*EXERCISE AIM:*
Extract each line below that contains the word "window", and list them in the order they appear.

*SUPPLIED RECORDS:*

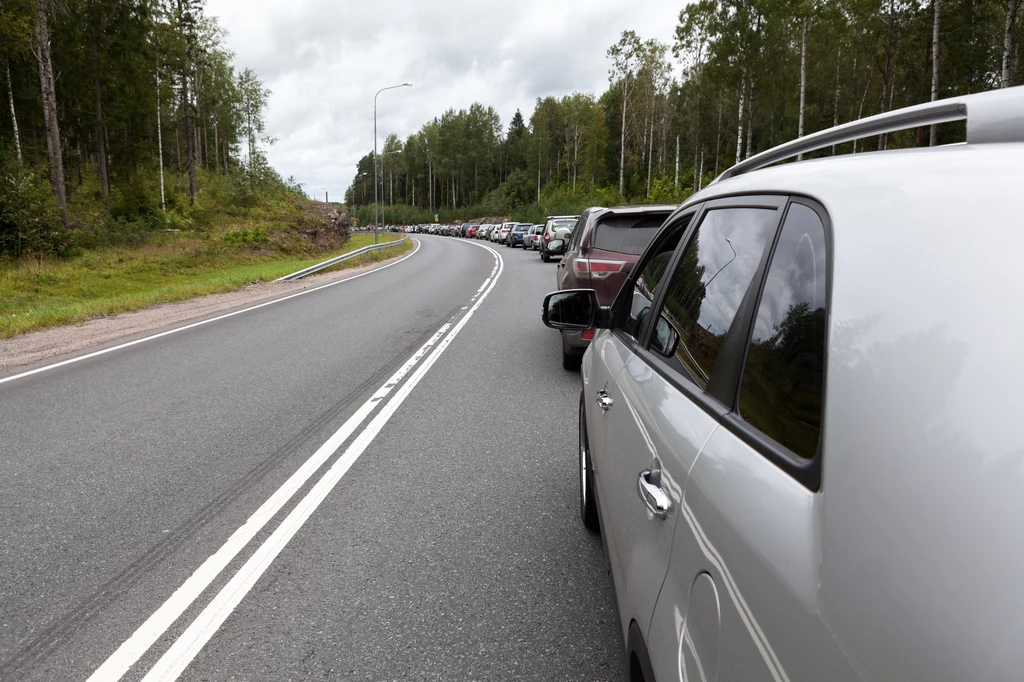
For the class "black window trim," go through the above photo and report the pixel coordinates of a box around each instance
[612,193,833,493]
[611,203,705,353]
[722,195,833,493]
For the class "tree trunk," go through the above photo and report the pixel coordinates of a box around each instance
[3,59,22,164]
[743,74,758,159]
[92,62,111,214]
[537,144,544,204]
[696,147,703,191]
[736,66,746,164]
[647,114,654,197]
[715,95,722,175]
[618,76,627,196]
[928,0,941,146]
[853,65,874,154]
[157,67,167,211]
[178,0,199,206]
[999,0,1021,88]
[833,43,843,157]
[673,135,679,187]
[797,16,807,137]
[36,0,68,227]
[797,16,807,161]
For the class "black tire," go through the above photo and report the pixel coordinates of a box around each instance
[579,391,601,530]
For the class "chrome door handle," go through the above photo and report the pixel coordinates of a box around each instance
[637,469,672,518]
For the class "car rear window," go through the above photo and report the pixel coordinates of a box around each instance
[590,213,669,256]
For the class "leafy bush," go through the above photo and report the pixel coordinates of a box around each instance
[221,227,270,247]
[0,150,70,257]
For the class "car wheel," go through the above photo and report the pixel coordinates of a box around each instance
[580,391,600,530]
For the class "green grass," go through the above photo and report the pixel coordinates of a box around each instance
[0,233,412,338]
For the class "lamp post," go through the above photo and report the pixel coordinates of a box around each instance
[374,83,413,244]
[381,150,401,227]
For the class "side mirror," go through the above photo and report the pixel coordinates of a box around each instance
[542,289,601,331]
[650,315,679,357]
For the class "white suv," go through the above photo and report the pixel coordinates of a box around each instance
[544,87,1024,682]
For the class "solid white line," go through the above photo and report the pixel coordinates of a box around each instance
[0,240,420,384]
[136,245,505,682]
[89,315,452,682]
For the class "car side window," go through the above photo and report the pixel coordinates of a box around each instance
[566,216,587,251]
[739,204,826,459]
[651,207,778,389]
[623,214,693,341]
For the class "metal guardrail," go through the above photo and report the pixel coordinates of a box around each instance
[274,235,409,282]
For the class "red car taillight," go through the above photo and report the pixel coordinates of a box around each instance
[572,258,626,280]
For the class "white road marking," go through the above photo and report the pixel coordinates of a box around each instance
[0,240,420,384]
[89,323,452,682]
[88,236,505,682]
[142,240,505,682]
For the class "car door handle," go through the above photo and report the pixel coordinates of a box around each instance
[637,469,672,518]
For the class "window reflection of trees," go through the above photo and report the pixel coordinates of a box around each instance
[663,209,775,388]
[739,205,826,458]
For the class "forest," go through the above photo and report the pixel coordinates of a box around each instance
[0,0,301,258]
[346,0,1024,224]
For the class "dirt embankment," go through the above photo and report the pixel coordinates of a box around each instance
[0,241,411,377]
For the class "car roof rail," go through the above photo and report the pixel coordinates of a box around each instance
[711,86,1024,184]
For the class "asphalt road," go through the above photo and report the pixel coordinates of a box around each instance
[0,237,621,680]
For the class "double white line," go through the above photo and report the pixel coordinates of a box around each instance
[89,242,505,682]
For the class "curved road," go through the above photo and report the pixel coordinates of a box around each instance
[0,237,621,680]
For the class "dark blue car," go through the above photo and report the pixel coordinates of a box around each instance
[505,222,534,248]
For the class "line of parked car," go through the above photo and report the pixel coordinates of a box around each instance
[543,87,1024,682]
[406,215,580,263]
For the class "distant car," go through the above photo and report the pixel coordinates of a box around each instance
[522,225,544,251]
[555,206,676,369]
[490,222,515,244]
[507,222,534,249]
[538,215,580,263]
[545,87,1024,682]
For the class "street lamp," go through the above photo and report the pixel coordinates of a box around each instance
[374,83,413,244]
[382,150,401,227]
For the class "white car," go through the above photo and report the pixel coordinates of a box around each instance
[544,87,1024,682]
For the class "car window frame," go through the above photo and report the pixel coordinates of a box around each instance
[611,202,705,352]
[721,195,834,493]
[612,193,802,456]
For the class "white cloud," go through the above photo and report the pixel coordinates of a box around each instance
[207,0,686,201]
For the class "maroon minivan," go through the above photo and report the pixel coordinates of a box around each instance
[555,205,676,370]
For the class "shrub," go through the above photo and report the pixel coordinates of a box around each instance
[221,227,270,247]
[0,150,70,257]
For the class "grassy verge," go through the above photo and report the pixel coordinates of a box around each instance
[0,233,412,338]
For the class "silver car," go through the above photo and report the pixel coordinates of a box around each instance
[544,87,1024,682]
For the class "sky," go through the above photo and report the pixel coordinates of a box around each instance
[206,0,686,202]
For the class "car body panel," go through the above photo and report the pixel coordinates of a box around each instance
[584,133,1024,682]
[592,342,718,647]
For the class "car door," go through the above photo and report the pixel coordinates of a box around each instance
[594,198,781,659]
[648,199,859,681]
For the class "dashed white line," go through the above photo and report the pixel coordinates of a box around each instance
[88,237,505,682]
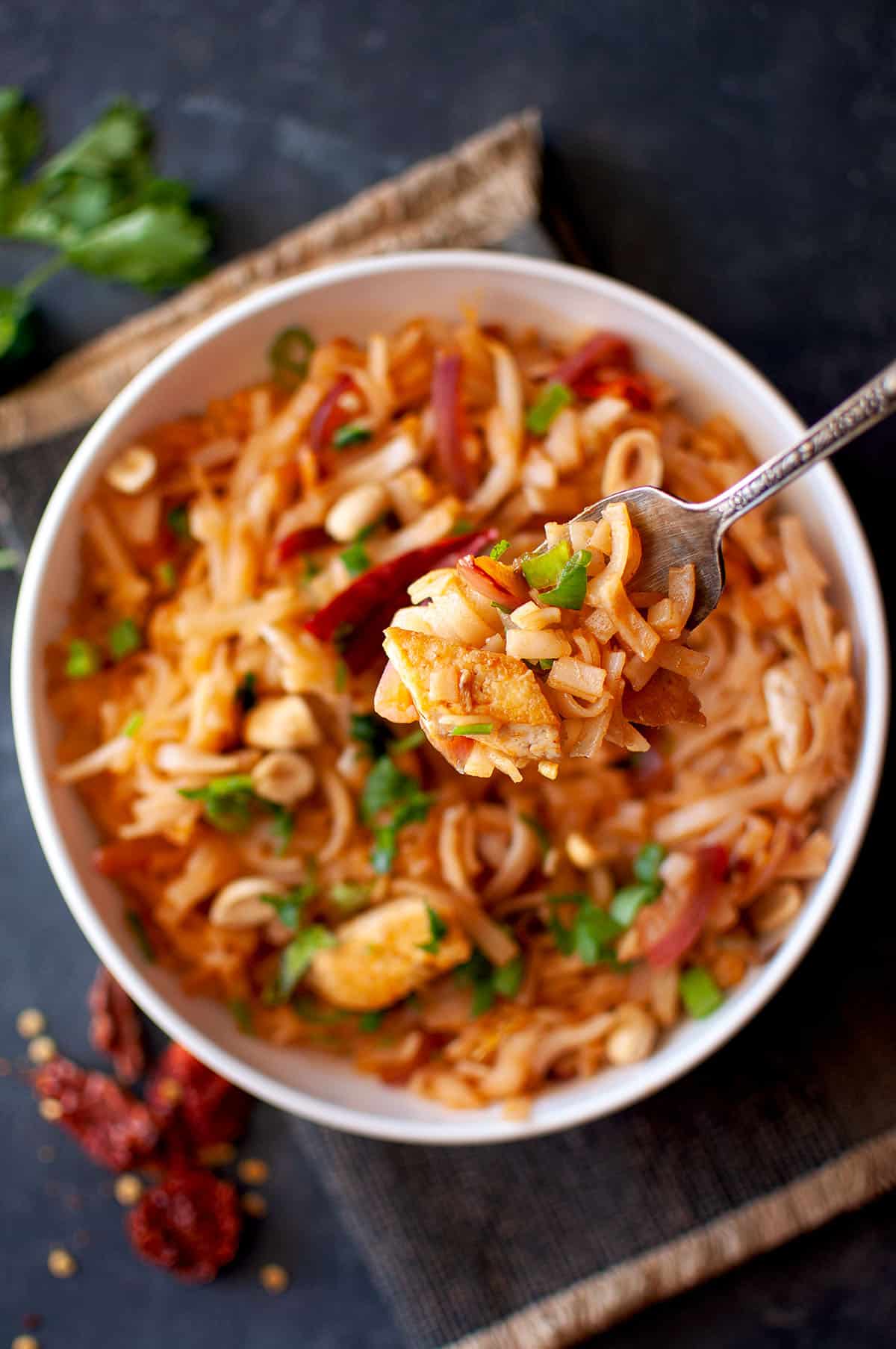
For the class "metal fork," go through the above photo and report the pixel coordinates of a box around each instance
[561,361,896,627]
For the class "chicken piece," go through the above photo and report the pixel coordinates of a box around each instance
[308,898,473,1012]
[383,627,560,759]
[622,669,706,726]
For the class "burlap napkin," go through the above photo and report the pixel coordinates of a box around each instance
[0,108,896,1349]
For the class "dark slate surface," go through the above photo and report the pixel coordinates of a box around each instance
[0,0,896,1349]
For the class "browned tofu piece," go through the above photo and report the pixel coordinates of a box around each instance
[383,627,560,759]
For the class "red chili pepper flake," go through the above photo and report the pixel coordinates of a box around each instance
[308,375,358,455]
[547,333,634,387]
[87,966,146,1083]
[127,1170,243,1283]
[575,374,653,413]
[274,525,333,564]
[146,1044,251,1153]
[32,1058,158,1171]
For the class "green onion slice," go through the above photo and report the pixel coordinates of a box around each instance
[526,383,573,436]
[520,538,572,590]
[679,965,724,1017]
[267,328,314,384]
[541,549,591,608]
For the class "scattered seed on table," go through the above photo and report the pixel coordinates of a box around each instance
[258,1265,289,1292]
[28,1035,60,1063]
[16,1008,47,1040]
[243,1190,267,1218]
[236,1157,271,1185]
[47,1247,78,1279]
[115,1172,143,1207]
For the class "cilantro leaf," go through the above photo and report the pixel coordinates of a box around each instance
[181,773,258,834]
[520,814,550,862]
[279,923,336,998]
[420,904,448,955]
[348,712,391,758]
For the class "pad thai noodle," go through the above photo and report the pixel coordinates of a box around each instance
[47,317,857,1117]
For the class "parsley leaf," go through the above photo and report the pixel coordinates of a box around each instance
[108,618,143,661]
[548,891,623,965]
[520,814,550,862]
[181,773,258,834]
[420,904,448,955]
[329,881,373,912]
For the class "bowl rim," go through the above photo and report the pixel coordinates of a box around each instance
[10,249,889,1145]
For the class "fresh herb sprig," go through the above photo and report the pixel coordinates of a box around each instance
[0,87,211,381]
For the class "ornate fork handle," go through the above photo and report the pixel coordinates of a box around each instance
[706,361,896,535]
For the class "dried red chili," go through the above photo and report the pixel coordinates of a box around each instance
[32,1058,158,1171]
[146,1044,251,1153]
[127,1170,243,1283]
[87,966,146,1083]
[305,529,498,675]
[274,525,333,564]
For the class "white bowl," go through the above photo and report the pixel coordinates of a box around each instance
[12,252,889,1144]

*RESULT:*
For the class "black window trim," go through the above photo and report the pixel coordinates of a box around each instance
For the class "car rear window," go through the above photo and report the pixel coordinates of a box around each instance
For the class "car side window," go through the above photo and report the pixel coordinates of a box around each instance
For the class "window reflection of trees," go through the above photo and report the pixel coordinates of a box around each instance
For the class "car window frame," go through the above photo and report the pixel coordinates of a box around each instance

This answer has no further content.